• _GIVEN INSTRUCTION_:
Write out the Kevin Parker interview word for word, from "I did the same" up to and including "few people have.".

───── QUOTED PASSAGE

And though he is right–we’re never ones to question Parker’s end results– we can’t help wondering how he got here. In the back of his dark tour bus, we tried to get to the bottom of it.

“I feel nothing but freedom that I can just sing over the top…It won’t be like, ‘what is he doing?'”

Nerdist: It seems to be a common fear that rock as a genre is dying. Do you believe that?

Kevin Parker: It depends what you call rock on every level. To me, rock and roll is like an ethos or a state of mind. The spirit of rock and roll, I believe, lives in other genres. Well, it lives in other genres at the same time as rock. Especially these days, where someone would argue that rock and roll is strictly guitars. Some people would argue that hip-hop is rock and roll, that hip-hop embodies the rock and roll spirit that was in the ’60s and ’70s. People would argue that Tame Impala is rock. I don’t even know if I would argue that. People would argue that Daft Punk is rock. So, to answer your question, no, I don’t think it’s dead.

Nerdist: Would you say it has a place in everything that’s happening, sort of like an origin species?

KP: For sure, which is a result of music today. Music is far more complex in its categories and definitions today more than ever, and people are just growing up with that. People that grow up with music these days must be far more switched on to different parts of music, and styles, and bits of equipment, than I would have been. When I grew up, I was like, “I play drums, I play guitar. I don’t play keyboards; they suck.” I feel like people are more switched on these days, which is a result of us continually wanting to evolve.

Nerdist: Branching off that, you know how Kanye West has been changing The Life of Pablo after its release? What are your thoughts on the ever evolving release cycle for albums and how things are put out a lot differently than even ten years ago?

KP: I hate that he’s changing stuff. I also feel his pain. I also would definitely have done the same thing if I had the power, and I’m pretty sure every artist who is that meticulous about their output would absolutely kill themselves to be able to change the music once it’s out. When “[Feels Like We Only Go] Backwards” came out as a single, I argued until I was blue in the face with the radio stations, trying to get them to play a new mix I had done. I was like, “I’ve done this new mix, it’s gonna sound better on radio. The album version sounds shit on radio, I got a better one.”

I did the same thing on this album, and it sounded better. I tried to get them to play the new one, but they just said, “Dude, let it go.” That’s another side of me, the “Dude, just let it go.” People are going to hear the song, they’re not going to question how it could have been different. They’re just going to enjoy it. Kanye is doing what everyone wants to do. He just can because he’s Kanye.

Nerdist: He just has the balls to do it, which very few people have.

──────────
───── DATA ROWS

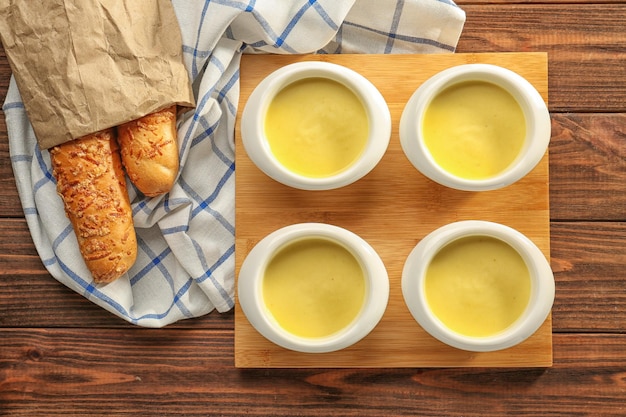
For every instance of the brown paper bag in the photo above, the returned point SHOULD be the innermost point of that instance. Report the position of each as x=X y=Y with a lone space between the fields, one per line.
x=83 y=66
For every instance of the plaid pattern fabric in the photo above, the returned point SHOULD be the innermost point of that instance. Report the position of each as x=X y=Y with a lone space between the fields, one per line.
x=185 y=263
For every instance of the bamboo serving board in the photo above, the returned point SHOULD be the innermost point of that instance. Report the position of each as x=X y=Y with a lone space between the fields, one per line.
x=392 y=208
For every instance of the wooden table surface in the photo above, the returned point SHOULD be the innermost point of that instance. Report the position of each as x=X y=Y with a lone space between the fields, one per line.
x=62 y=355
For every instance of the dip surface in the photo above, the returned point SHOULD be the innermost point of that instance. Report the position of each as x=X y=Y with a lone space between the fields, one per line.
x=474 y=129
x=477 y=286
x=316 y=127
x=314 y=287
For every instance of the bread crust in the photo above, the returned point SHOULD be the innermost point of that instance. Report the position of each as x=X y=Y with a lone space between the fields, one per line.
x=91 y=182
x=149 y=151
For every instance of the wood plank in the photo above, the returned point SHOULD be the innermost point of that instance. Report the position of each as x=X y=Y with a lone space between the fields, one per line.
x=99 y=372
x=590 y=273
x=585 y=44
x=396 y=207
x=578 y=190
x=588 y=166
x=589 y=264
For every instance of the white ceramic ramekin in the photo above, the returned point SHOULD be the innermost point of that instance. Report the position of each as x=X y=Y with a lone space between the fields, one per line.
x=541 y=292
x=538 y=128
x=253 y=118
x=250 y=284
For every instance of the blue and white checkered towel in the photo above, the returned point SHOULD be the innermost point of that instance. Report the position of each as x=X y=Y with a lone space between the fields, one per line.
x=185 y=263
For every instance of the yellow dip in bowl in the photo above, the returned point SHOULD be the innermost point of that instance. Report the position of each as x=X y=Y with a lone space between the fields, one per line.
x=314 y=287
x=477 y=286
x=316 y=127
x=474 y=129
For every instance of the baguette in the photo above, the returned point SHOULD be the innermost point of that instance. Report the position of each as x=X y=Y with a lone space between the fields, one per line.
x=91 y=182
x=149 y=151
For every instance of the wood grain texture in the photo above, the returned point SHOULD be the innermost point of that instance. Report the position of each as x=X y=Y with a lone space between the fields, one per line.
x=584 y=42
x=392 y=208
x=60 y=355
x=58 y=372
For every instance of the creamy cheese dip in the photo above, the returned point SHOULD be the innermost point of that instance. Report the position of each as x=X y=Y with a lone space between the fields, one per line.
x=477 y=286
x=474 y=129
x=314 y=287
x=316 y=127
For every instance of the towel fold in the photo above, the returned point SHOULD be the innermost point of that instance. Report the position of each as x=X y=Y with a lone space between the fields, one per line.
x=185 y=263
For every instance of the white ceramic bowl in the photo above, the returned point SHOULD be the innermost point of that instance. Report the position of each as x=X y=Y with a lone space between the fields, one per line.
x=250 y=283
x=538 y=128
x=541 y=290
x=253 y=119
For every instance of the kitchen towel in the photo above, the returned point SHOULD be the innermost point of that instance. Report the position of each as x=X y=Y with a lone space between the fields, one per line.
x=185 y=264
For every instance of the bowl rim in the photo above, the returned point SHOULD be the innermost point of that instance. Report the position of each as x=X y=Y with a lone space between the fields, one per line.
x=538 y=125
x=250 y=279
x=541 y=275
x=253 y=116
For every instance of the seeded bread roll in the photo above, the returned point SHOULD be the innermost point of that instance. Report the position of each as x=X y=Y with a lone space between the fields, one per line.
x=150 y=151
x=91 y=182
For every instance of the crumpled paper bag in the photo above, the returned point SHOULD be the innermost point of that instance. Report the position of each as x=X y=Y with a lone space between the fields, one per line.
x=83 y=66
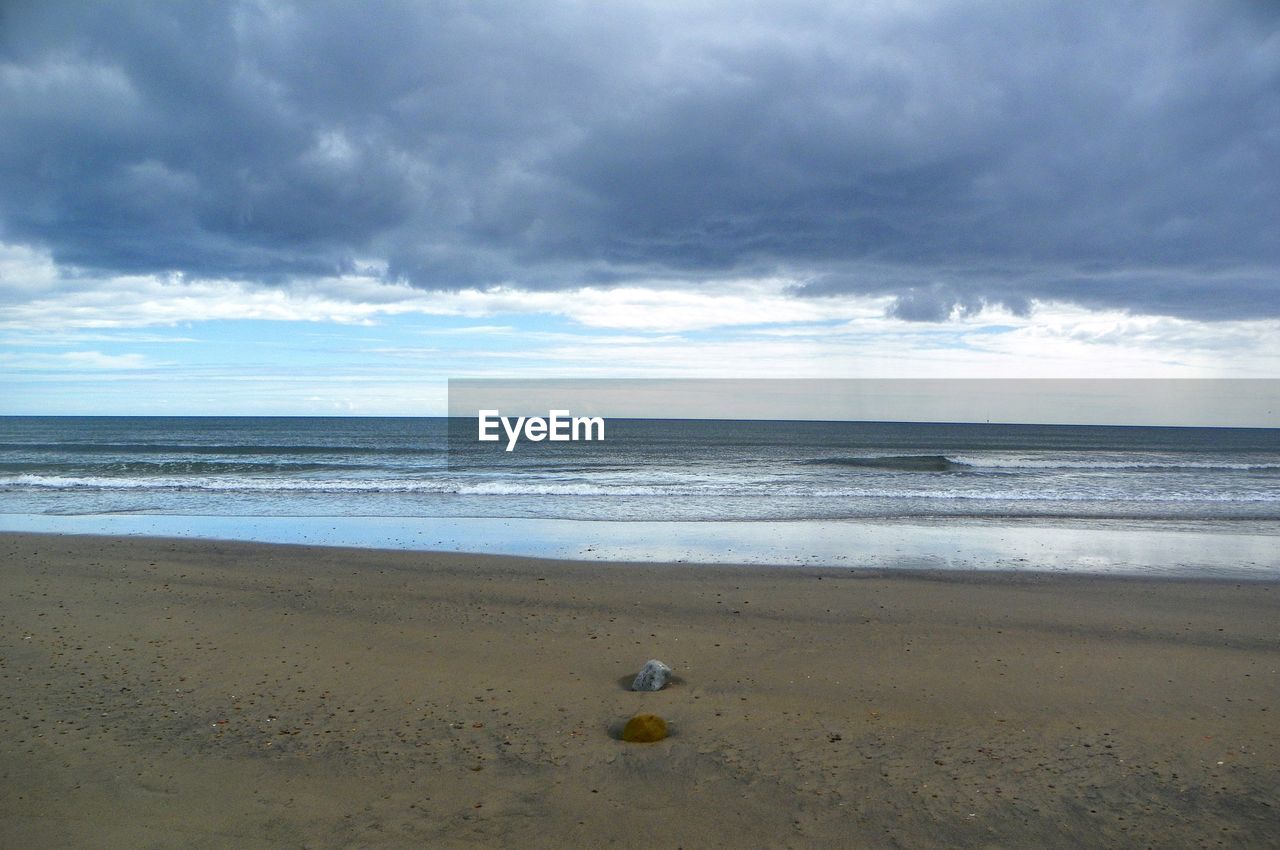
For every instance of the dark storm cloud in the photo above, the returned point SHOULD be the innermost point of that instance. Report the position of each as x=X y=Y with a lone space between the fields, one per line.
x=952 y=155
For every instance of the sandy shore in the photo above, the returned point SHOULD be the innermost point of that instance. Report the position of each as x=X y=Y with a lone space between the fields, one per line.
x=195 y=694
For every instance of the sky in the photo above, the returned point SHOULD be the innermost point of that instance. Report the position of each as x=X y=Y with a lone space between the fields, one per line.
x=333 y=208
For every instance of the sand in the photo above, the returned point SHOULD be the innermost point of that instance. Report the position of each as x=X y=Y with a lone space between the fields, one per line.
x=196 y=694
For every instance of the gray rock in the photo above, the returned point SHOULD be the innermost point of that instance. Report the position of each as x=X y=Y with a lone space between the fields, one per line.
x=652 y=676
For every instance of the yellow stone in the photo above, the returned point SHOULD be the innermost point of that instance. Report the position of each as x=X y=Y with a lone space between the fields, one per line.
x=644 y=729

──────────

• _WORKED SOLUTION_:
I did the same thing on this album, and it sounded better. I tried to get them to play the new one, but they just said, “Dude, let it go.” That’s another side of me, the “Dude, just let it go.” People are going to hear the song, they’re not going to question how it could have been different. They’re just going to enjoy it. Kanye is doing what everyone wants to do. He just can because he’s Kanye.

Nerdist: He just has the balls to do it, which very few people have.